**Description of the task:** Can you echo everything from the line containing "Sample: x=153, y=98." down to the end of the entries, reproducing each line word for word?
....................
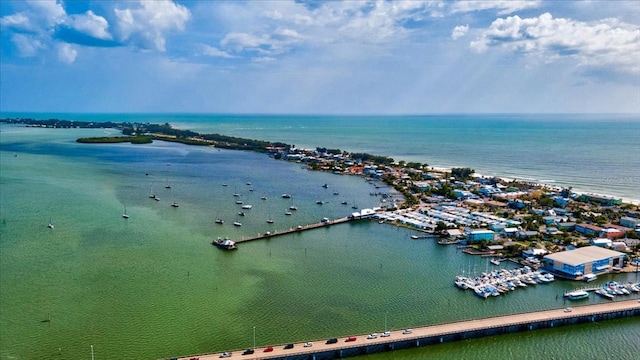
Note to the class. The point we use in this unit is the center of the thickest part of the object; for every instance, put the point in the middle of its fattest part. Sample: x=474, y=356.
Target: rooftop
x=583, y=255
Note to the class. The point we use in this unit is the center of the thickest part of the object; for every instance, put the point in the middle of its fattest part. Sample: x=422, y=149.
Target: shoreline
x=224, y=141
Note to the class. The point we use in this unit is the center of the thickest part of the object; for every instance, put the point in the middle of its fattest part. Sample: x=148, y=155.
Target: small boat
x=577, y=295
x=225, y=244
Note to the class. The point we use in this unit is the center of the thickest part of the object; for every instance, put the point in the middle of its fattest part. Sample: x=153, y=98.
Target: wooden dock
x=448, y=332
x=291, y=230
....................
**Solution to this exercise:**
Note to the class. The point we use in this unit is the center of the thickest part of the object; for every instance, put the point in the middle of its fattest part. Sample: x=153, y=98.
Target: wooden dock
x=448, y=332
x=291, y=230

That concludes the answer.